The so-called “softening of news” has been identified as an important trend in journalism as reflected in two aspects: the subjects of news, and the story-telling format of news (Boczkowski and Peer Citation2011). In our interviews and participant observations, we noticed rather than focusing totally on non-public affairs, such as entertainment, crime, sports, and technology, private digital news organizations in China also demonstrated a significant preference for treating the kinds of public issues relating to politics, government, business and international affairs which would normally be defined as “hard news” (Boczkowski, Mitchelstein, and Walter Citation2011). In the context of the strict controls on platform journalism in China, and given the mechanism of the social media platforms upon which these organizations rely, hard news topics, however, can only be expressed in a “softened” way, we go on to explain below.

In China, according to the “Regulations on the Administration of Internet News Information Services” (2017), private digital news organizations without a news collecting and editing license cannot report or comment on political, economic, military, diplomatic or other public affairs, nor can they provide reports and comments on social emergencies: they can only repost news published by state-owned media. As Interviewee Six, a chief editor, told us, for major news events such as national political conferences and national leaders, terror incidents, foreign-related emergencies, major natural disasters, accident disasters, and public health incidents, “internet platforms and digital news organizations can only use the original copy from the People’s Daily, Xinhua News and the government for reposts without any additions”. Such regulations make it impossible for digital news organizations to report directly on hard news, and forces them to find alternative perspectives and ways to report on public affairs.

# Items

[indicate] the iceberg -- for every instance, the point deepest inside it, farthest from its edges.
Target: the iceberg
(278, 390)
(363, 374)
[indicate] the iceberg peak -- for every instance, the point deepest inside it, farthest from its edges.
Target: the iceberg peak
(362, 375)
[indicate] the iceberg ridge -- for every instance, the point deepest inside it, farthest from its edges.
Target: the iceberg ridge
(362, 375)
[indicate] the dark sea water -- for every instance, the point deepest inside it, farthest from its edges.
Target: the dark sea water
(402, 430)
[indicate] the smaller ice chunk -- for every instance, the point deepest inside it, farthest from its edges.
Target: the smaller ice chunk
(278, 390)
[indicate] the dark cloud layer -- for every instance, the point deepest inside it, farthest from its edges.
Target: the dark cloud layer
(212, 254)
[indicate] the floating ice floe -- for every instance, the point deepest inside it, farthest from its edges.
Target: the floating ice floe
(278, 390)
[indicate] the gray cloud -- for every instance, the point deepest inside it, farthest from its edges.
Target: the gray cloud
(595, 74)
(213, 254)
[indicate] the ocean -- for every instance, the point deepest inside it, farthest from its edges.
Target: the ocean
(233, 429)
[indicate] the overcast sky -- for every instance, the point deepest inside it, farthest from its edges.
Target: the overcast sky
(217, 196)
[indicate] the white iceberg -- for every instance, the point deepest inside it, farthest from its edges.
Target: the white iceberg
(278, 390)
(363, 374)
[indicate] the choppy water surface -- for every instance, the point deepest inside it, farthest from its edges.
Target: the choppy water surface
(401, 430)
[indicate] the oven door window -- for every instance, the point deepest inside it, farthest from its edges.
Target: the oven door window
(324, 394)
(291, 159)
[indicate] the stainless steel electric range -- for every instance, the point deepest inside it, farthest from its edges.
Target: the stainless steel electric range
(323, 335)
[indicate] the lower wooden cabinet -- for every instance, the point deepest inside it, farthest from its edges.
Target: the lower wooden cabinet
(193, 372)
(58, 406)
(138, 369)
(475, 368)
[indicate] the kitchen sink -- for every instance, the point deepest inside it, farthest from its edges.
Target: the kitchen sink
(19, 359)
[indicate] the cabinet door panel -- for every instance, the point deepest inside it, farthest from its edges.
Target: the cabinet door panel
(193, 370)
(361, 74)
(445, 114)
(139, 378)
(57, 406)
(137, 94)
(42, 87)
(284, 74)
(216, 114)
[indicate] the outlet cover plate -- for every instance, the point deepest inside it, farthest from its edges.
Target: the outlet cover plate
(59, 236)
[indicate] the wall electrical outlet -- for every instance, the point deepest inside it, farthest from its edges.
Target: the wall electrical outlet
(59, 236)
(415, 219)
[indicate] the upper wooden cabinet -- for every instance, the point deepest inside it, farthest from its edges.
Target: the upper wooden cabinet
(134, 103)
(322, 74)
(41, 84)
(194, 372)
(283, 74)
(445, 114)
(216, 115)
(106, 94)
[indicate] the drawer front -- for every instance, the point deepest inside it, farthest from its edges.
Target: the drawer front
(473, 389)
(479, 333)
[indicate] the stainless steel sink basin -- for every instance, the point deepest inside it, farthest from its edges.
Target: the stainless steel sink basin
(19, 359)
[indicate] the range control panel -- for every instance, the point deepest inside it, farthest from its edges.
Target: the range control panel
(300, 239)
* * *
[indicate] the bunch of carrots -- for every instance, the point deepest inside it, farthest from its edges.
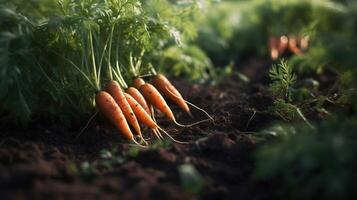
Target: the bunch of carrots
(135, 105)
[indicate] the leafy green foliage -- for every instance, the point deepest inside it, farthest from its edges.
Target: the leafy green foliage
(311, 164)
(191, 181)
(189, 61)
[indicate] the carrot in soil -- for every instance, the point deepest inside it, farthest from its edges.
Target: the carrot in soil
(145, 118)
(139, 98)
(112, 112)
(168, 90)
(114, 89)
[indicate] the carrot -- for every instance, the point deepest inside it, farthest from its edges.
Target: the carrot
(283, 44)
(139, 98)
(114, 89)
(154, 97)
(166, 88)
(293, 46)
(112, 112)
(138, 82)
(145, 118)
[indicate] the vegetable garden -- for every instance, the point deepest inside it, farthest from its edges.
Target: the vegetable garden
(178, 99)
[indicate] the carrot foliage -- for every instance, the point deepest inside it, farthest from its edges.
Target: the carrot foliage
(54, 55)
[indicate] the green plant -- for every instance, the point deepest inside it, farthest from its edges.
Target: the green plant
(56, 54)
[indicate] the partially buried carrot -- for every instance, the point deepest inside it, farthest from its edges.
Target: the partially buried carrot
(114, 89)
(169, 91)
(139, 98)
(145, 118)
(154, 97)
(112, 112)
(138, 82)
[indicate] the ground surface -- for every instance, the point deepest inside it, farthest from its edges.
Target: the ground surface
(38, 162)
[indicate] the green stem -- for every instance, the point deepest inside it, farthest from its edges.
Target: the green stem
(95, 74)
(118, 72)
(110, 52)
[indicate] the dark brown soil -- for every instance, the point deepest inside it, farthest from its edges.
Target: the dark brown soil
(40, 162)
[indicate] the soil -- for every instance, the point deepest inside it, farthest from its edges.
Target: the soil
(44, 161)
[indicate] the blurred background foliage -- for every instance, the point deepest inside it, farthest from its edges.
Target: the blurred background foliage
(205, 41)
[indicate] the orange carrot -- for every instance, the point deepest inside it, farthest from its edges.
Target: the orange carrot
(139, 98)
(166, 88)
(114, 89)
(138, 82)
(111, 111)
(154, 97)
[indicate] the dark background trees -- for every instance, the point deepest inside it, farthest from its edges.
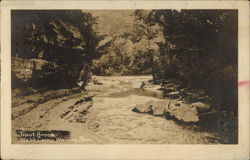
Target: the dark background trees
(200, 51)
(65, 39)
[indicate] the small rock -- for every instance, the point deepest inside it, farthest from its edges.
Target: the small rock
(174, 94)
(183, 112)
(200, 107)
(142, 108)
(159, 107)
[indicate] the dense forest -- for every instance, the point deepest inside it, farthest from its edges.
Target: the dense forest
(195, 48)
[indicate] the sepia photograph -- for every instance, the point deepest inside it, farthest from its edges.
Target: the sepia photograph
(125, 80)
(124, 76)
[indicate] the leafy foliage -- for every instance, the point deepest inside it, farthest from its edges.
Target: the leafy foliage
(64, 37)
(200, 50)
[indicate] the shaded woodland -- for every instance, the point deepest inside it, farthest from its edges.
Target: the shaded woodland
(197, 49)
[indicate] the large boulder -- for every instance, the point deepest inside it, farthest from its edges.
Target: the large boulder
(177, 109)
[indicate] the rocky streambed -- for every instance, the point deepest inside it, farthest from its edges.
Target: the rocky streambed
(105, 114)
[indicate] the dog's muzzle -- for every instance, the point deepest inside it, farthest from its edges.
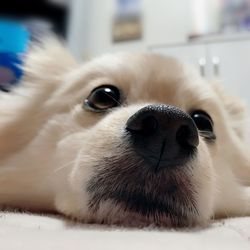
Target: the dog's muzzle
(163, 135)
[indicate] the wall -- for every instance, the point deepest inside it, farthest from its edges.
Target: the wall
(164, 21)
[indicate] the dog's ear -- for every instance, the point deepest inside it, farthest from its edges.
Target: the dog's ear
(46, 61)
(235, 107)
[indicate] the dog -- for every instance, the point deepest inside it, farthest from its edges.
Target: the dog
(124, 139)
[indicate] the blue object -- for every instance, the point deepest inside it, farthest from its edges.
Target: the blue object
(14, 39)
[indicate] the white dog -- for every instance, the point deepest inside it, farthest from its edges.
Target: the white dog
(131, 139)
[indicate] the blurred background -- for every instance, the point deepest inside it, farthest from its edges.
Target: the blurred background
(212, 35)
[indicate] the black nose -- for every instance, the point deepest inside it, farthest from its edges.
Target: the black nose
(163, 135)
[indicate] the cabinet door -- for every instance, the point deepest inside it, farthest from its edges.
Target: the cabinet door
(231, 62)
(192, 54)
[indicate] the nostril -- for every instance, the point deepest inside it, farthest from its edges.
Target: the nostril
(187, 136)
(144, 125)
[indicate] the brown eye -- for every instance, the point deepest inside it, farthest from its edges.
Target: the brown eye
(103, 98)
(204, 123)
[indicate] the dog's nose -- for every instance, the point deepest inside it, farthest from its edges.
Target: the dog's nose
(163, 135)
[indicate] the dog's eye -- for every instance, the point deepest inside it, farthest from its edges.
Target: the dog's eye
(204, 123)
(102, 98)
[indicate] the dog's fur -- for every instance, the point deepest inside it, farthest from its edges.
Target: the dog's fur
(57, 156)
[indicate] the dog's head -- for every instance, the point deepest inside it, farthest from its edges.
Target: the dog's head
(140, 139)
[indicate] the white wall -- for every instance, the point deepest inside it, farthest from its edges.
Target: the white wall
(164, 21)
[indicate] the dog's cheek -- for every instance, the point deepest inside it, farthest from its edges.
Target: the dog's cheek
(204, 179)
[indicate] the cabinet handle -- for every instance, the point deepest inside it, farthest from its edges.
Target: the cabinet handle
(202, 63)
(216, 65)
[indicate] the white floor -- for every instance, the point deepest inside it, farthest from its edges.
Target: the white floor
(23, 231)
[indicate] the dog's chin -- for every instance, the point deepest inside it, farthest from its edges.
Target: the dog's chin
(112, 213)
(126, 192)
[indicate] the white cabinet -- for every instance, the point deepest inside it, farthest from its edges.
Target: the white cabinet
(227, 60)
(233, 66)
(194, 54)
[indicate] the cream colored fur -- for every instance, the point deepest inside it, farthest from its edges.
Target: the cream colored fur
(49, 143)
---
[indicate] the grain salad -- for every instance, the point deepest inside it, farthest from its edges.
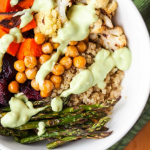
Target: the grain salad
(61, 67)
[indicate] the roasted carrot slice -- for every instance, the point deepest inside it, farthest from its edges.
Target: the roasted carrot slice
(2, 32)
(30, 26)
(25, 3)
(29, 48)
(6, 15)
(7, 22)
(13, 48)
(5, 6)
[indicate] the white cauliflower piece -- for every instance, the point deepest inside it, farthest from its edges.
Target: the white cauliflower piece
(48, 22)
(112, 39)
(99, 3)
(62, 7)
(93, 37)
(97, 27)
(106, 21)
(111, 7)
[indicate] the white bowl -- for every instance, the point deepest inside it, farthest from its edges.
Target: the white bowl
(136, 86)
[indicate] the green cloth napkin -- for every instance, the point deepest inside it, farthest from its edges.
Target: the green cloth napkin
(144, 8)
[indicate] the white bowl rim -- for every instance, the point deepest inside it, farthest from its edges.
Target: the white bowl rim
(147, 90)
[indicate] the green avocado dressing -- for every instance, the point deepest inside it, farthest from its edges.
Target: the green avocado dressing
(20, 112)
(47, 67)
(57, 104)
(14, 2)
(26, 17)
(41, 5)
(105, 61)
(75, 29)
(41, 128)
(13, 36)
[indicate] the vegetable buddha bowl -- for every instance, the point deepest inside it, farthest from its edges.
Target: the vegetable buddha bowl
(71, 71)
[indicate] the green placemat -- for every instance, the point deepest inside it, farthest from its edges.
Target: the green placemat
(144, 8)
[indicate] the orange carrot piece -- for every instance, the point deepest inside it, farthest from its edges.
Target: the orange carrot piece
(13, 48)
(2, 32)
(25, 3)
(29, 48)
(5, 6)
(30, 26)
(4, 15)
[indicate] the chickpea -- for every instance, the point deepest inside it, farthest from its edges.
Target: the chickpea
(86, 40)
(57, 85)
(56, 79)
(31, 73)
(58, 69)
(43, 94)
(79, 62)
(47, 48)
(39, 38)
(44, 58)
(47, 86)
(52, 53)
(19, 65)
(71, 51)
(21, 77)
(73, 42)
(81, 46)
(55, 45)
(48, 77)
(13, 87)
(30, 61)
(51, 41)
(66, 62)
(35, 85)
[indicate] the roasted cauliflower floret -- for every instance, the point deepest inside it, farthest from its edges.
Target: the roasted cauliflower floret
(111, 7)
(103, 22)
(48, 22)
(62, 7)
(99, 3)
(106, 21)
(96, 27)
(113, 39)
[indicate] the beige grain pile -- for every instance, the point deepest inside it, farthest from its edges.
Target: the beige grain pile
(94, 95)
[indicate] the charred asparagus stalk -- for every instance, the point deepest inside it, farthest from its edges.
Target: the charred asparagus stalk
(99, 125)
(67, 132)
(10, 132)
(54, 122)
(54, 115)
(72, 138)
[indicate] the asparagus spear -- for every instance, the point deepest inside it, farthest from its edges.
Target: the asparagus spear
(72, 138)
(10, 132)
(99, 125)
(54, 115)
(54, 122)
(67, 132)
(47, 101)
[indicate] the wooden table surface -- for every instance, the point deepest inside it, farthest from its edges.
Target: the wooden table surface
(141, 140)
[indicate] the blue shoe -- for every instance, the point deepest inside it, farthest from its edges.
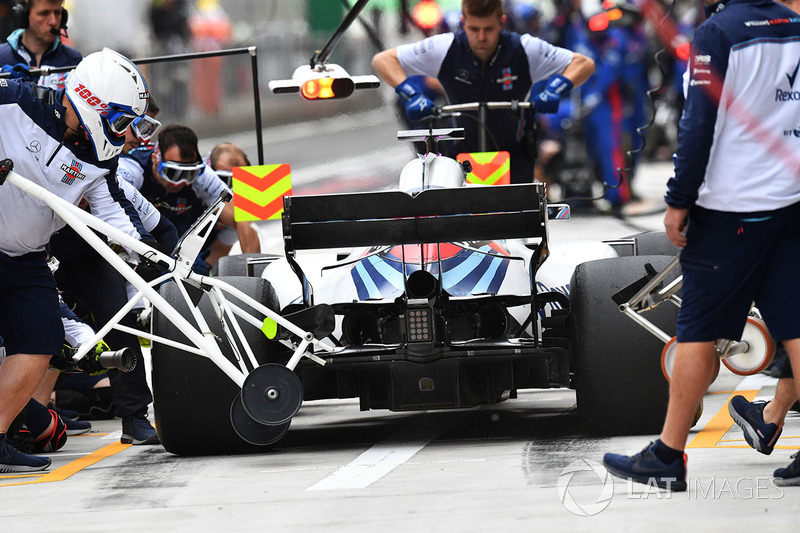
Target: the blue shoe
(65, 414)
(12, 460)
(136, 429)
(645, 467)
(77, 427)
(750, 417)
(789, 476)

# Job A
Answer these from the passage on news in China:
(i) Which two aspects of journalism reflect the "softening of news"?
(ii) In what year were the "Regulations on the Administration of Internet News Information Services" issued?
(iii) What job did Interviewee Six hold?
# Job B
List every example of non-public affairs given in the passage on news in China.
The lines come from a different source than the passage on news in China.

# Finished answer A
(i) The subjects of news and the story-telling format of news
(ii) 2017
(iii) Chief editor

# Finished answer B
Entertainment, crime, sports, technology